Reproduce every entry exactly and leave its pictures out.

━━━━━━━━━━━━━━━━━━━━

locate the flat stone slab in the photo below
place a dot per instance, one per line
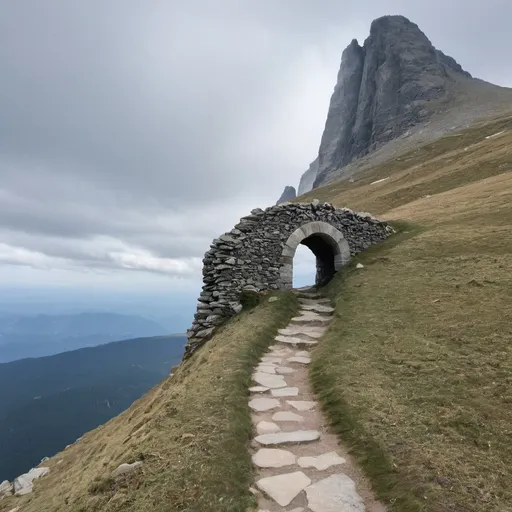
(287, 416)
(273, 458)
(311, 331)
(292, 340)
(312, 318)
(317, 308)
(267, 427)
(258, 389)
(266, 369)
(321, 462)
(263, 404)
(296, 437)
(313, 302)
(271, 359)
(269, 381)
(303, 360)
(285, 392)
(284, 488)
(284, 370)
(301, 405)
(336, 493)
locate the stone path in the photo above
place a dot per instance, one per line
(300, 464)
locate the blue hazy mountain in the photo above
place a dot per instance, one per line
(48, 402)
(24, 336)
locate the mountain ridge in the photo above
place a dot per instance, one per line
(395, 92)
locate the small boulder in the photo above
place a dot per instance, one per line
(5, 488)
(124, 469)
(24, 483)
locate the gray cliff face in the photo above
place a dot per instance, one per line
(384, 87)
(287, 195)
(308, 178)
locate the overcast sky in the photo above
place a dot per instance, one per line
(132, 132)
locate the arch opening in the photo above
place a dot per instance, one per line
(327, 244)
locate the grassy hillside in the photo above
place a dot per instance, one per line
(416, 371)
(191, 433)
(414, 374)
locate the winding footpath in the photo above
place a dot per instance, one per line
(301, 466)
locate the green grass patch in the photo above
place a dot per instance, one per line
(416, 370)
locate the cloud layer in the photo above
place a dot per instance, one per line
(131, 133)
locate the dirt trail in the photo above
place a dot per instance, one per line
(301, 465)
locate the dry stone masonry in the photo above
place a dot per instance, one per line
(257, 255)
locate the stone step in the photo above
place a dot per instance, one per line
(295, 340)
(295, 437)
(318, 308)
(312, 319)
(300, 359)
(303, 330)
(269, 381)
(302, 405)
(284, 488)
(333, 494)
(273, 458)
(264, 404)
(314, 301)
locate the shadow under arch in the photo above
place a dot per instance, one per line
(328, 245)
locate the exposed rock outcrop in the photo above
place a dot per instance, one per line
(288, 194)
(308, 178)
(392, 86)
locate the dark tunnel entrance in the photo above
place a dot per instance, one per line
(327, 244)
(324, 249)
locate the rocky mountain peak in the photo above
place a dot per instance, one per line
(288, 194)
(393, 82)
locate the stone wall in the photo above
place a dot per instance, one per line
(257, 255)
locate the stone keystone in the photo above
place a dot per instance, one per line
(284, 488)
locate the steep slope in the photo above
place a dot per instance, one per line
(394, 92)
(307, 180)
(414, 372)
(190, 432)
(47, 403)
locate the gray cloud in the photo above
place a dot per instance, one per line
(133, 132)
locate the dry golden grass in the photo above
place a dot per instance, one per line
(191, 432)
(416, 371)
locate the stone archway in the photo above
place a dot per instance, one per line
(327, 243)
(257, 255)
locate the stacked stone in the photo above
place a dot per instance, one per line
(248, 258)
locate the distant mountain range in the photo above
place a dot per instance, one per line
(47, 403)
(41, 335)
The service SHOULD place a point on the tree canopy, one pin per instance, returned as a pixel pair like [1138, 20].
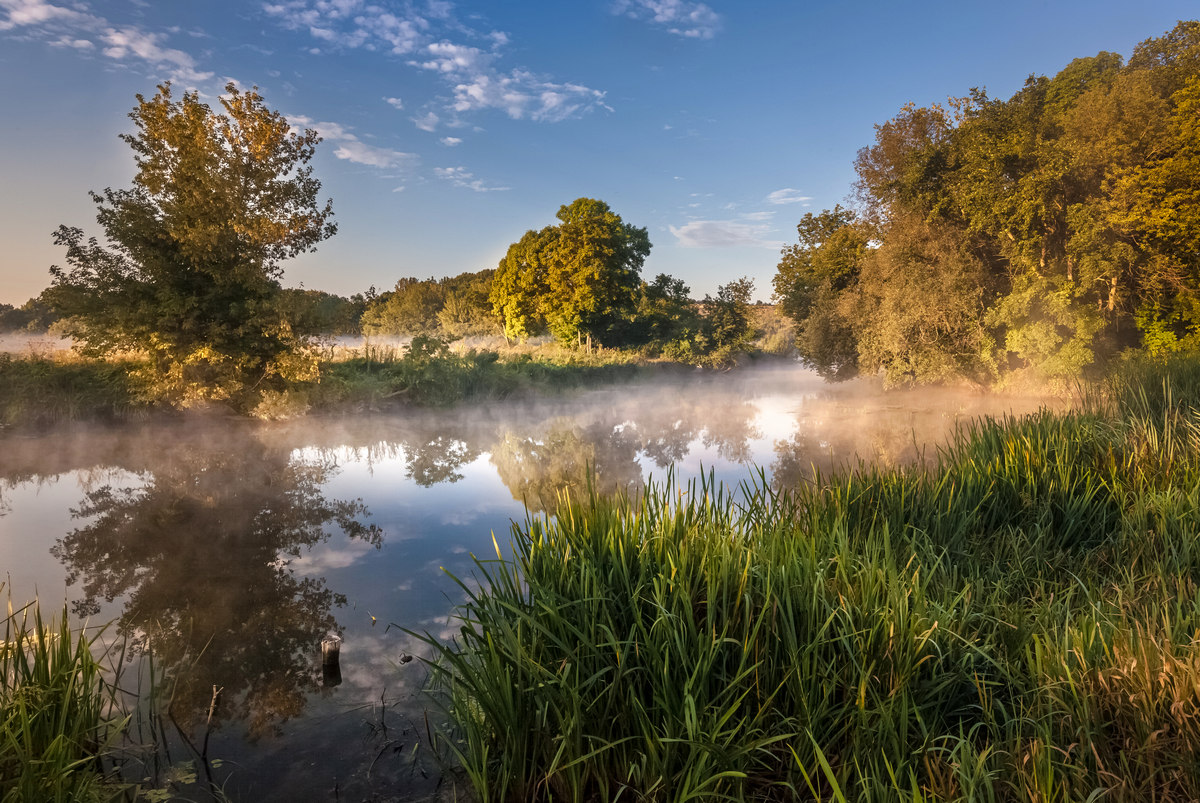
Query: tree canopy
[1029, 237]
[189, 274]
[580, 279]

━━━━━━━━━━━━━━━━━━━━

Complete answer »
locate the flat stone slab in the photo below
place a dot per instance, one per line
(287, 416)
(273, 458)
(311, 331)
(292, 340)
(312, 318)
(317, 308)
(267, 427)
(258, 389)
(266, 369)
(321, 462)
(263, 404)
(296, 437)
(313, 302)
(271, 359)
(269, 381)
(303, 360)
(285, 392)
(284, 488)
(284, 370)
(301, 405)
(336, 493)
locate the stone path in the photo above
place a dot per instance, one per line
(300, 464)
locate the blue hazy mountain in the photo above
place a dot per instance, one per line
(48, 402)
(24, 336)
locate the mountain ridge in the photo above
place a dot per instance, one per line
(395, 92)
locate the small boulder in the photo above
place a dot per instance, one per line
(5, 488)
(124, 469)
(24, 483)
locate the gray cliff face in the photo above
place a dot per instance, one per line
(384, 87)
(287, 195)
(308, 178)
locate the overcast sky in the photo above
place a dot per instance, one per line
(132, 132)
locate the arch opening in the photo above
place a dot per instance, one per line
(327, 244)
locate the grassy hillside in the photo above
place a dot per instance, one per line
(416, 371)
(191, 433)
(414, 374)
locate the winding footpath in the photo above
place a dot per instance, one per line
(301, 466)
locate the green grass patch in the photo above
place a dot per instance, one per line
(416, 370)
locate the cloud layer in the photo above
place a dot per instance, one per line
(131, 133)
locate the dirt trail in the photo above
place a dot per instance, one per line
(301, 465)
locate the dry stone masonry in the photo above
place a dot per instance, one per line
(257, 255)
locate the stone step in the photo above
place a dot per instance, one per line
(295, 340)
(295, 437)
(318, 308)
(312, 319)
(300, 359)
(303, 330)
(269, 381)
(302, 405)
(284, 488)
(333, 494)
(273, 458)
(264, 404)
(314, 301)
locate the shadow under arch in the photo above
place a dot per instance, one per line
(328, 245)
locate the exposed rock outcrop in the photo above
place a dot per instance, one per line
(288, 194)
(308, 178)
(392, 86)
locate the dark tunnel entrance in the photo above
place a dot per instance, one per line
(327, 244)
(324, 249)
locate the rocky mountain peak in the photo above
place a dot per instance, one per line
(288, 194)
(393, 82)
locate the stone wall in the photo above
place a dot per instance, one per line
(257, 255)
locate the stone keystone in the photo above
place a dot per instance, one per line
(284, 488)
locate the steep slope in the photo above
place a dot per instance, one per line
(394, 92)
(307, 180)
(414, 372)
(190, 432)
(47, 403)
locate the gray cloud in the photo above
place a dot per instance, one per line
(133, 132)
locate the dry golden grass in the photo above
place a dot per instance, one per line
(191, 432)
(416, 371)
locate the stone archway in the photo above
place a dot per instance, one per line
(327, 243)
(257, 255)
locate the stacked stone in the photo above
place a dot per instance, one per line
(248, 258)
locate the distant mountain range in the photo above
place a dot per instance, one per line
(47, 403)
(41, 335)
The service SHOULD place a point on the tree canopy, one pin per instance, returned as a pixel pair like [1138, 20].
Query: tree canopy
[1029, 237]
[189, 274]
[580, 279]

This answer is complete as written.